**Instructions for the task:** Pull out each line of the entries below that contains the word "Could". Case matters.
##### Exercise material #####
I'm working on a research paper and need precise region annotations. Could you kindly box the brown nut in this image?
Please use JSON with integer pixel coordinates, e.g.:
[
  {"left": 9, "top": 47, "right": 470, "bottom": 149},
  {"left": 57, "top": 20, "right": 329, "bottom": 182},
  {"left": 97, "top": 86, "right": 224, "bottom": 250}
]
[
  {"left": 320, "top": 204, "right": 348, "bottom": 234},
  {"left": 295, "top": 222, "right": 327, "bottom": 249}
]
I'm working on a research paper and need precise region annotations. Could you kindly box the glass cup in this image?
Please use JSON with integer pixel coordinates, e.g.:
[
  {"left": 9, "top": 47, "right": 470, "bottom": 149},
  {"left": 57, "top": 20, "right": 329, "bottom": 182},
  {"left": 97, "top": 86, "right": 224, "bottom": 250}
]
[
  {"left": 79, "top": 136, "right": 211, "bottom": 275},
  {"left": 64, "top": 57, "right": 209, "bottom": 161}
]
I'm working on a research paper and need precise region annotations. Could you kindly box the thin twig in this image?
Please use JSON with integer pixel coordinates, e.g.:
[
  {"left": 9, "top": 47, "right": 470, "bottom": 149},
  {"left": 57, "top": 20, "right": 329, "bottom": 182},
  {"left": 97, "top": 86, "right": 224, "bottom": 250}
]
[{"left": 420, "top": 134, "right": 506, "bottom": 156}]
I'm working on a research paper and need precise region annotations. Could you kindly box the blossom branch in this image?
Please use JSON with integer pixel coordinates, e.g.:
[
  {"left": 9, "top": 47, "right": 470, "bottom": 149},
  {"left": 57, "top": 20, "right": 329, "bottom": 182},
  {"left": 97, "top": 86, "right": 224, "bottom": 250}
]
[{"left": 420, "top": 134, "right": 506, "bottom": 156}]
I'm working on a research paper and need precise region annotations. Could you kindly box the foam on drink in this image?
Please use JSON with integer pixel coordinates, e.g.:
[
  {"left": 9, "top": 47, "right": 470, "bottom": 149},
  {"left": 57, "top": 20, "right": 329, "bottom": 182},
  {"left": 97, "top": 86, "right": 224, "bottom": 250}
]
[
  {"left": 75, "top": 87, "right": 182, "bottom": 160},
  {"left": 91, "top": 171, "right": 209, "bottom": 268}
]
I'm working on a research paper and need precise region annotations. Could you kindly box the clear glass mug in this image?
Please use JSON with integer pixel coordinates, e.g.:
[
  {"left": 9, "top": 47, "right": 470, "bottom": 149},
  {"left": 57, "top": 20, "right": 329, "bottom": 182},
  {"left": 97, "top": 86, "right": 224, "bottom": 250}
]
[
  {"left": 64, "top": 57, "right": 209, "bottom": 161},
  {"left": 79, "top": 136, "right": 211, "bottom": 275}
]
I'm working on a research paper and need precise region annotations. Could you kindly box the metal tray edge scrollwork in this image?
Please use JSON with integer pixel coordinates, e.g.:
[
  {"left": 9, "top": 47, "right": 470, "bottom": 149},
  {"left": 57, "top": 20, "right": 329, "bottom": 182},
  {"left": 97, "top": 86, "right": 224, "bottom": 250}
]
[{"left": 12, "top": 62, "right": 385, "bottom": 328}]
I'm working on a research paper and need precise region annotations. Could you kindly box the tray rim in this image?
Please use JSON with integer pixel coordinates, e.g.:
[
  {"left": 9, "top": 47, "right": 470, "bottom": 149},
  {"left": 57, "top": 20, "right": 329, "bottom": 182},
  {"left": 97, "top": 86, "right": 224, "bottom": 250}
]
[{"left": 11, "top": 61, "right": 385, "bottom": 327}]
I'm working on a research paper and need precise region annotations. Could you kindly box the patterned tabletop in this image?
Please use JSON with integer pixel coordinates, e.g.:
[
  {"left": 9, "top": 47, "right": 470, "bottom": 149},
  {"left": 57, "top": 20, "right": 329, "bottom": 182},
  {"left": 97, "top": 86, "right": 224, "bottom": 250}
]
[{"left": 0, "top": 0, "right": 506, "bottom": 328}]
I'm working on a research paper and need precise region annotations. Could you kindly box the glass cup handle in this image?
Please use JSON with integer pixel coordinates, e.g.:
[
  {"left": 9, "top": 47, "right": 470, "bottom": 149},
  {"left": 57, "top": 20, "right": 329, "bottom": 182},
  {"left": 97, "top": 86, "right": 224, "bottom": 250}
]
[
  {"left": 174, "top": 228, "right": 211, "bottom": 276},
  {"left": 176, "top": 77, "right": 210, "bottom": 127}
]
#####
**Solution:**
I'm working on a research paper and need precise region annotations. Could you kindly box the brown nut in this image?
I'm working on a research paper and need precise region annotations. Could you kindly box the glass cup in this image?
I'm working on a research paper and need precise region annotations. Could you kindly box the thin twig in this image?
I'm working on a research paper and need precise region annotations. Could you kindly box the blossom branch in this image?
I'm working on a research paper and need precise region annotations. Could you kindly box the foam on drink in this image?
I'm working on a research paper and need precise region annotations. Could you kindly box the clear glass mug in this image?
I'm working on a research paper and need precise region annotations. Could you kindly box the metal tray edge scrollwork in this image?
I'm working on a research paper and need precise region annotations. Could you kindly box the tray rim in this image?
I'm working on a research paper and need precise region annotations. Could you kindly box the patterned tabletop in this image?
I'm working on a research paper and need precise region annotations. Could you kindly box the glass cup handle in this image?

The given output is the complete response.